▶ _TEXT SECTION_
*-*-*
Boris Johnson has insisted that draconian lockdowns imposed during the pandemic did not plunge the NHS into chaos.
In one of his final public appearances as Prime Minister, Mr Johnson dismissed recent suggestions by Tory leadership candidates Liz Truss and Rishi Sunak that the UK had gone too far in Covid restrictions.
He said: ‘There is a sort of inversion of logic going on – people are now saying too much lockdown caused the current problems in the NHS.
‘I am afraid to say that the opposite is the case in the sense that if we hadn’t locked down, if we hadn’t tried to prevent the spread of the disease then the problems we are facing now in the NHS would be even worse.’
‘And I really urge people just to think about the logic of what they are saying.’
Last week, Mr Sunak sensationally claimed it was an error to bow so heavily to SAGE, the Government’s influential scientific committee, whose doom-laden forecasts swayed Mr Johnson into a series of damaging restrictions.
Boris Johnson has insisted that draconian stay-at-home orders imposed during the pandemic did not plunge the NHS into chaos
In a blistering interview with the Spectator magazine, he also argued No10 failed to acknowledge economic trade-offs ‘from the beginning’.
Despite helping to thwart the pandemic in the early days, the Government’s two-year cycle of curbs crippled the economy and saw NHS backlogs soar.
Ministers eventually lost faith in draconian policies, instead to resorting to relying on vaccines and immunity to keep Covid at bay.
Mr Sunak alleged that he ‘wasn’t allowed to talk about the trade-off’ between the virus-controlling effects of lockdowns and the impact on the health service, economy and education.
‘The script was not to ever acknowledge them. The script was: “oh, there’s no trade-off, because doing this for our health is good for the economy”,’ he said.
‘I felt like no one talked. We didn’t talk at all about missed [doctor’s] appointments, or the backlog building in the NHS in a massive way. That was never part of it.’
Last week, Rishi Sunak sensationally claimed it was an error to bow so heavily to SAGE, the Government’s influential scientific committee, whose doom-laden forecasts swayed Boris Johnson into a series of damaging restrictions
Mr Sunak claimed that meetings with ministers at the time were ‘literally me around that table, just fighting’, describing them as ‘incredibly uncomfortable every single time’.
*-*-*
▶ _MATERIAL PROVIDED_
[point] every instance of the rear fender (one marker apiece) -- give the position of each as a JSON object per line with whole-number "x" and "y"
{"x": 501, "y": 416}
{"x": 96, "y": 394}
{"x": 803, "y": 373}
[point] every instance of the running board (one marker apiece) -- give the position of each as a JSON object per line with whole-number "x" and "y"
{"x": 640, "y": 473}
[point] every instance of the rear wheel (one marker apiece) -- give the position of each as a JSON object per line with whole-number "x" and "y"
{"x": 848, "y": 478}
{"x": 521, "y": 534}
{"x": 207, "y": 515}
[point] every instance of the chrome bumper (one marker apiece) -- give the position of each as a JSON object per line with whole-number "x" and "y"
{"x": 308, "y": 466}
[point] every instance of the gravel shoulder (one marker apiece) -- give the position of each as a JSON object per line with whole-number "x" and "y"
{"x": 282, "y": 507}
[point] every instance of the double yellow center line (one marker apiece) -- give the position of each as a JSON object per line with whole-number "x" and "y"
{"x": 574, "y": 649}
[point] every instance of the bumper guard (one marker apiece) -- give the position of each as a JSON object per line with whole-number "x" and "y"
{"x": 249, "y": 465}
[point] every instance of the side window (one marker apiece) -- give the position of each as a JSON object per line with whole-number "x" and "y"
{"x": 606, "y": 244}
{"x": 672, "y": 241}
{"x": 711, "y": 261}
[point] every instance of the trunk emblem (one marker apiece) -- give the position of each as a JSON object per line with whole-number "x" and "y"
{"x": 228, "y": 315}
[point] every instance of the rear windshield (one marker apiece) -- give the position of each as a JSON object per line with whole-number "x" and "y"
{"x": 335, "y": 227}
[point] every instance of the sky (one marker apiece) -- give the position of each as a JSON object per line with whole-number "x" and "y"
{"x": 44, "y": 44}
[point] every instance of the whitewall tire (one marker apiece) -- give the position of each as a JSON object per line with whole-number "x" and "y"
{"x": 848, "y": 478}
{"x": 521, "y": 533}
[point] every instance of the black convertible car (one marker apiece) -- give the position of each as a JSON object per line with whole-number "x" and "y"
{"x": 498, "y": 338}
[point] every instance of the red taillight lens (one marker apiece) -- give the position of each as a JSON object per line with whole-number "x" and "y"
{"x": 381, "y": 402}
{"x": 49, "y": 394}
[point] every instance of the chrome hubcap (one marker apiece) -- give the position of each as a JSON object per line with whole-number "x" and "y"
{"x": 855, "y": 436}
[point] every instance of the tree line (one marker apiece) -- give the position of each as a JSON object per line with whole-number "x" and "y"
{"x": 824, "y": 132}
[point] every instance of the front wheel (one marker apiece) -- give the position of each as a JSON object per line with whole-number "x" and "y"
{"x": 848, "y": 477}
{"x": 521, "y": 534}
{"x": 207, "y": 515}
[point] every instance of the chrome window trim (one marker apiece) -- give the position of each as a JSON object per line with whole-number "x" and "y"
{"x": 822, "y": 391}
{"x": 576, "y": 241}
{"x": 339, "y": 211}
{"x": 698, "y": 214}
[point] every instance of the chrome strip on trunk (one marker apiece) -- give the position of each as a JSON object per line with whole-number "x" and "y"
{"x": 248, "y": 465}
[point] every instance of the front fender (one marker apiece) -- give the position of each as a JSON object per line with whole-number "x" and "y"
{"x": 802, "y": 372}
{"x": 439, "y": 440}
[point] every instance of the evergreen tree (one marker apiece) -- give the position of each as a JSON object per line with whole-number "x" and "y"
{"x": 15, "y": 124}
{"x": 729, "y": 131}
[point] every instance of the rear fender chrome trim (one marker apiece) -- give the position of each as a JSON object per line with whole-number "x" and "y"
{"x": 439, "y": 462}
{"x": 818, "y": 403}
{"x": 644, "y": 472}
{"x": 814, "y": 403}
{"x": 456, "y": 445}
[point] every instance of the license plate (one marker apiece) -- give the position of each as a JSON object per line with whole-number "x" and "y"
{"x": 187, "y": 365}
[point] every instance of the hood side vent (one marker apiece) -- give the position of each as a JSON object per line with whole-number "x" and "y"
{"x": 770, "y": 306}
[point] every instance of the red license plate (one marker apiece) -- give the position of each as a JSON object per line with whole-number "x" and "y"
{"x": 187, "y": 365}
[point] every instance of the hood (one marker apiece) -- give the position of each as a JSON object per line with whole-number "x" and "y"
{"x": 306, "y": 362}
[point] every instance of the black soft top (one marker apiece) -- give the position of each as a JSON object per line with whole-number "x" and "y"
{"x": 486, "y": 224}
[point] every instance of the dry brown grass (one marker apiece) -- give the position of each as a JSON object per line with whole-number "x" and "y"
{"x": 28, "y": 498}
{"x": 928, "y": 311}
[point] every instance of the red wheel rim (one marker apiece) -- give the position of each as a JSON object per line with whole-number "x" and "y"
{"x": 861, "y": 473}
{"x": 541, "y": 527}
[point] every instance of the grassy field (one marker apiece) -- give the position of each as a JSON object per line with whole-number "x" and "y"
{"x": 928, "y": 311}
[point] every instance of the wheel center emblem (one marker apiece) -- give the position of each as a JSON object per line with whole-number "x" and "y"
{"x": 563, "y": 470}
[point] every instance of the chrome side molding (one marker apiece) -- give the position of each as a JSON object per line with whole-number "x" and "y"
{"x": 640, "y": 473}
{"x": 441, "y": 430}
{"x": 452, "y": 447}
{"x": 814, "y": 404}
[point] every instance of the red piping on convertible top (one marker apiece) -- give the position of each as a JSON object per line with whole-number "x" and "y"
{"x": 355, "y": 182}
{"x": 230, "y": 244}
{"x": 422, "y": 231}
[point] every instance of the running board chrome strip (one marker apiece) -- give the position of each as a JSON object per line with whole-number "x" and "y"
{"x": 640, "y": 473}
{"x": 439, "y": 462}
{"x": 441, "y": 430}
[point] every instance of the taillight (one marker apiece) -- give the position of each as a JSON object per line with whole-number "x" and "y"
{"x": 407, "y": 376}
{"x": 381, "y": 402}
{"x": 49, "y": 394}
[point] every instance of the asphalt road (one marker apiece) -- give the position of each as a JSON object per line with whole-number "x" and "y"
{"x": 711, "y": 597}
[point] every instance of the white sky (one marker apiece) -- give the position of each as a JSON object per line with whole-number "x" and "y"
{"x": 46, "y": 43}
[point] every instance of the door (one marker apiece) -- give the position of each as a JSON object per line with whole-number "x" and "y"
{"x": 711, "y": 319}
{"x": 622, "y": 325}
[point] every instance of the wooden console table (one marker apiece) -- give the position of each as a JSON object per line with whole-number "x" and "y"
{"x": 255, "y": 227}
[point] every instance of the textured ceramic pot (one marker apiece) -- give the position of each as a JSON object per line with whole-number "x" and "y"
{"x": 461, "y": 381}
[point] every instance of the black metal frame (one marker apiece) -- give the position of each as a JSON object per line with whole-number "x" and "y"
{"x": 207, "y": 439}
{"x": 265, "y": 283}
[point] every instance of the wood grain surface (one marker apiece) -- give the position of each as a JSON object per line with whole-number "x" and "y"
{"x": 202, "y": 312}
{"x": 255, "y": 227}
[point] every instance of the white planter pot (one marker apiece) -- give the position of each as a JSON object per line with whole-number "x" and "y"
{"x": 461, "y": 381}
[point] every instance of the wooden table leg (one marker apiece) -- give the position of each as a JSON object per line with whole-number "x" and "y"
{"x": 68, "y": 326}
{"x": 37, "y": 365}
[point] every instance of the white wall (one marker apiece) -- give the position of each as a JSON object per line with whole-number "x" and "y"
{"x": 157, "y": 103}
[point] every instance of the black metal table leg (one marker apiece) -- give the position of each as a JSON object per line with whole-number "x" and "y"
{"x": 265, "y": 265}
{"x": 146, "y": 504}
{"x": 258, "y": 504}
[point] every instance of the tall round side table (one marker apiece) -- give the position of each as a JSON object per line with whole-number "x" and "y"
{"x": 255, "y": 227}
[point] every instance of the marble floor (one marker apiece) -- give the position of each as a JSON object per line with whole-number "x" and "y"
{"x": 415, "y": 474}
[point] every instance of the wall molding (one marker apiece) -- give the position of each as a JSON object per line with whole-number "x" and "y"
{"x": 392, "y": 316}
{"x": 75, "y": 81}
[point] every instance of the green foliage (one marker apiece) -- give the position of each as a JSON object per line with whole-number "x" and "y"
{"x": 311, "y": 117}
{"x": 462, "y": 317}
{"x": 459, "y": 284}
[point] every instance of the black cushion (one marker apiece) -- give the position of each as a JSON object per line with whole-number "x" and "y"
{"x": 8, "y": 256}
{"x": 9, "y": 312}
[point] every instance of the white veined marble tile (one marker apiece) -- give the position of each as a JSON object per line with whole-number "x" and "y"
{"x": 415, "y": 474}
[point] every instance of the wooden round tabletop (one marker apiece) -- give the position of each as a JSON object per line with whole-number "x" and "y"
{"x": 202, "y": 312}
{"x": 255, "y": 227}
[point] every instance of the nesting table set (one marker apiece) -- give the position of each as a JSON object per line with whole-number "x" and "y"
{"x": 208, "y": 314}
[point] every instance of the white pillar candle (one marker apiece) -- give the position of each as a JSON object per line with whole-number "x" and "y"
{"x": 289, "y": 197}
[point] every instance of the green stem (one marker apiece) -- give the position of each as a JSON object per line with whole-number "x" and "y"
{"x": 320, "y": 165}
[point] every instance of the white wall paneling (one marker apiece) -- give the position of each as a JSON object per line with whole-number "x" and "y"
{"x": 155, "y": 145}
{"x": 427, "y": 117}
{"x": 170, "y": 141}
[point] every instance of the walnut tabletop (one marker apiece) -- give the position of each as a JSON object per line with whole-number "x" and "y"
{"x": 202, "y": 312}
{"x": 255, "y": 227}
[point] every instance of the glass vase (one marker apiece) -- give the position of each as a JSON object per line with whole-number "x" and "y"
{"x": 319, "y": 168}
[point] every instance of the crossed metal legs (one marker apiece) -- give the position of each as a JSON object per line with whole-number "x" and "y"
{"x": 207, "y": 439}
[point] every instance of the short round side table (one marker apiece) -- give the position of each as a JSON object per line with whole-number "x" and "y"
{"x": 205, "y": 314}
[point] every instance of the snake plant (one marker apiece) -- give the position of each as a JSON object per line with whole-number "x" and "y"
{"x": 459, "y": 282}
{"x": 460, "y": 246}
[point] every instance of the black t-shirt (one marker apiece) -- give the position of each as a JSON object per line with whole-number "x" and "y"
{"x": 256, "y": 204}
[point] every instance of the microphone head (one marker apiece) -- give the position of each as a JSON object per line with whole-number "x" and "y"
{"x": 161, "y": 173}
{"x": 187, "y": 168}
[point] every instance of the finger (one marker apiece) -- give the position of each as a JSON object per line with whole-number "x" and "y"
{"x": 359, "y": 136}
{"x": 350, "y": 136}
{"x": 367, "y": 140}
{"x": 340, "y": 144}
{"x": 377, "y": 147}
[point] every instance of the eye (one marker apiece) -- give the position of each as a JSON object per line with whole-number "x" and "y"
*-*-*
▶ _TO DO_
1. In the article about Boris Johnson and lockdowns, explain in one to three sentences why Johnson rejects the claim that too much lockdown caused the NHS's current problems.
2. According to the lockdown article, in which magazine did Rishi Sunak give his interview?

▶ _SOLVED TASKS_
1. Johnson says the opposite is true. If the UK had not locked down and tried to prevent the disease from spreading, the problems the NHS faces now would be even worse.

2. The Spectator magazine.